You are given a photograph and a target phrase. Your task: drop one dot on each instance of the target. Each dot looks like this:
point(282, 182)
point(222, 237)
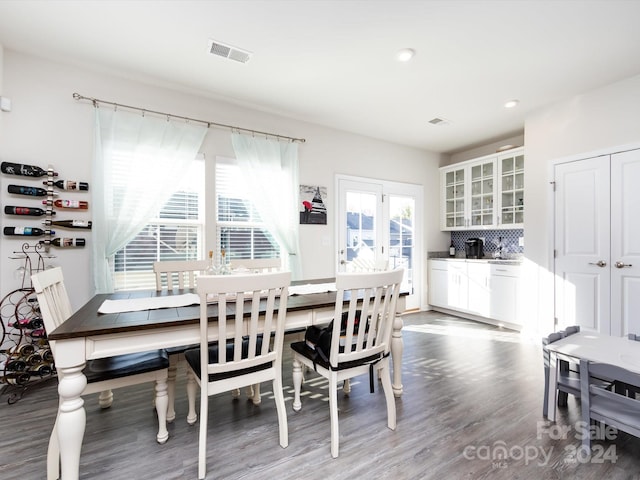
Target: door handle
point(622, 265)
point(600, 263)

■ **SET EXERCISE**
Rewrite all of the rows above with "dot" swapped for "marker" and nothing else changed, omitting the pictures.

■ **COMPLETE RESPONSE**
You are given a photograph and a target phrase. Your task: drop one marker on each instance of the target. Each marker looks like this:
point(282, 182)
point(222, 237)
Target: door handle
point(622, 265)
point(600, 263)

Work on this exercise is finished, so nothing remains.